Supplied text:
━━━━━━━━

Comments Off on Hellraiser: Bloodline

When we last left Pinhead n’ pals at the end of “Hellraiser III: Hell on Earth,” Pinhead had been reunited (and it felt so bad) with his ghost, Captain Elliott Spenser, in hell, and the heroine, Star Trek: Deep Space Nine’s Jadzia Dax, plunked the Hellraiser box in the drying foundation of a building, the better to keep people’s mitts off of it. At least people who aren’t Kitty Pryde. And then we see a building with Hellraiser box décor erected on the building site. But Pinhead’s in his hell, the gate to which is literally encased in tons of concrete, and all’s right with the world, right? Right?!
Of course not.
You know how when “Jason X” came out, everyone chortled “haw haw, it’s Jason – in space!” (I love “Jason X” so much, don’t get me started.) But Pinhead did it first and he did it here. The movie opens in the plausibly-distant future with standard issue space marines storming a space facility where a mysterious man, Dr. Merchant, sets a poor innocent low-end Terminator to solving the puzzle box.

The man successfully activates the box-by-bot just as he is captured by Rimmer, the Ripley of this set of space marines, and he pleads with her to get off the station and let him finish what he started. Finish what? Hope you brought some popcorn, Rimmer. Settle in.
The previous Hellraiser movies never really got into the background of the box sketched out in the “Hellbound Heart” novella, although neeeeeeerds still picked up it’s called Lemarchand’s box or the Lament Configuration. The franchise is gonna fix that with Dr. Merchant’s Introduction to the Hellraiser Box 101, and the course materials are a couple of big-ass flashbacks. Because, you see, his bloodline is the bloodline of the title, as his ancestor was the one to create the box in the first darn place. Good one, Merchant family.
And so we’re in powdered-wigs-and-tights era France where a toymaker named Philippe Lemarchand, who looks exactly like Dr. Merchant, has whipped up the Hellraiser box to order for a wealthy client. Of course, he somehow designs it to his patron’s specifications without realizing what it does, and his wife is unimpressed when all he can get it to do is open and play tinkly music. Oh, you just wait, hon.

Lemarchand delivers the box to his client on a dark and ominous night. The client, Duc de L’Isle, looks sort of like an evil harlequin Bea Arthur, and he receives the box while a woman he and his trusty apprentice Jacques – Adam Scott’s first film role, everybody! — have just ganked cools offscreen. Then Lemarchand hangs around watching through the windows while the pair use the box to invoke a demon to possess the dead lady. The sequence is long enough to be montaged, so I have to assume Lemarchand is out there for hours. He should have brought a lawn chair.
And, kids, if you’re going to raise the dead in the front room, consider pulling the drapes.

Understandably bummed, Lemarchand relates all he witnessed to a friend, while his friend chops up a dead body for study. His friend has good advice while rib spreading a corpse – if you made a box that can summon demons, maybe you can make one that can destroy ‘em? And so Lemarchand sets to designing a box for just that purpose and goes to L’Isle’s digs to retrieve the original.
He finds the box, but he also finds L’Isle with an extra red smile bisecting his face, and the demon, Angelique, is now shtupping Jacques. Well, Jacques is a better deal, can’t blame her. They catch Lemarchand and moiderize him, but he has a pregnant wife, so the story’s not over, even though his story so is.

━━━━━━━━

Work to complete:
1. In the Hellraiser: Bloodline review, who is the first film role of Adam Scott?
2. Swap "flashbacks" for "montages" and write out the Hellraiser: Bloodline review from "The previous Hellraiser" to "one, Merchant family.".
3. Please extend the Hellraiser: Bloodline review, picking up after its final sentence.
The listing has nothing to do with any of this.

Items listed in a dataset
━━━━━━━━

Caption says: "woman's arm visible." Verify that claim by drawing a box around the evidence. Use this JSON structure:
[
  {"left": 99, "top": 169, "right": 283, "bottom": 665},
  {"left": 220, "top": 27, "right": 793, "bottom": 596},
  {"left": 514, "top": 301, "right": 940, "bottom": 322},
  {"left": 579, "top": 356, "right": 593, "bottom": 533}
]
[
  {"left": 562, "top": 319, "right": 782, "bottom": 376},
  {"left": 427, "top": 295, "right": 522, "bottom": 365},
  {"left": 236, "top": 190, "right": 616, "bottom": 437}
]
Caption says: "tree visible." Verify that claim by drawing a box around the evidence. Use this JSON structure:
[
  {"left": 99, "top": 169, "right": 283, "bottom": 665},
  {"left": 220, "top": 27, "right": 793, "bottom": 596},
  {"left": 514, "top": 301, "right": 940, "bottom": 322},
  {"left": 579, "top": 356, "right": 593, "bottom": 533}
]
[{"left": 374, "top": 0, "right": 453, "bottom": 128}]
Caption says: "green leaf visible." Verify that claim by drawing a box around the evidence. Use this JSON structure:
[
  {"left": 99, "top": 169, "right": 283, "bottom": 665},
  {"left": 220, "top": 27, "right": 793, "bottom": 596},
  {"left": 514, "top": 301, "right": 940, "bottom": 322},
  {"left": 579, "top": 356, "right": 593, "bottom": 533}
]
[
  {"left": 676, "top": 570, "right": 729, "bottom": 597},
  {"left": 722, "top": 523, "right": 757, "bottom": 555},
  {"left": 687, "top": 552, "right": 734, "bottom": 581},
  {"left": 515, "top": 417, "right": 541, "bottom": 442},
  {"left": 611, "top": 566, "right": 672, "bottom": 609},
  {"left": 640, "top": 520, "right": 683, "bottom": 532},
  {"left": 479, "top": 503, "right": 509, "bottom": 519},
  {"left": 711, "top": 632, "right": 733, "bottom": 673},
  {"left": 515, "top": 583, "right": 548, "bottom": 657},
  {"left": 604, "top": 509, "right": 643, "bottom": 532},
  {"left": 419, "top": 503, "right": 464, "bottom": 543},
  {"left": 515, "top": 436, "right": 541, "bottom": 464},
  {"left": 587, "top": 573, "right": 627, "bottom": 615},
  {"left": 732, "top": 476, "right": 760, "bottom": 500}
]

━━━━━━━━

Answers to the exercises:
1. Jacques, the Duc de L'Isle's apprentice.

2.
The previous Hellraiser movies never really got into the background of the box sketched out in the “Hellbound Heart” novella, although neeeeeeerds still picked up it’s called Lemarchand’s box or the Lament Configuration. The franchise is gonna fix that with Dr. Merchant’s Introduction to the Hellraiser Box 101, and the course materials are a couple of big-ass montages. Because, you see, his bloodline is the bloodline of the title, as his ancestor was the one to create the box in the first darn place. Good one, Merchant family.

3.
Hundreds of years pass, but we don’t have to watch that. What we do have to watch is brilliant architect John Merchant – same face, got some powerfully stubborn genes in that family – as he unwittingly designs a whole building’s worth of Hellraiser box. You know the box in the foundation and the Hellraiser building from the end of III? Yeah, this is that. Angelique and Jacques have been bumming around Europe, living an Anne Rice novel or summat, when she catches wind of this and wants to go do something about it. Jacques says no, and no means dead.
Angelique tries to seduce John, but he has just enough sense and foreboding ancestral dream knowledge to resist. Going with plan B, she finds the original box in the foundation and seduces a meaty partygoer into solving it, opening the portal to hell. Angelique meets Pinhead and the two do shop talk about hell for a bit, both ultimately very interested in making the building itself into a permanent gate to hell. Angelique thinks she can snuggle it out of John, but Pinhead would prefer to rip it out with serrated hooks. Their blue state/red state approaches put them at odds, but neither way looks very good for John. Good thing he also has a son.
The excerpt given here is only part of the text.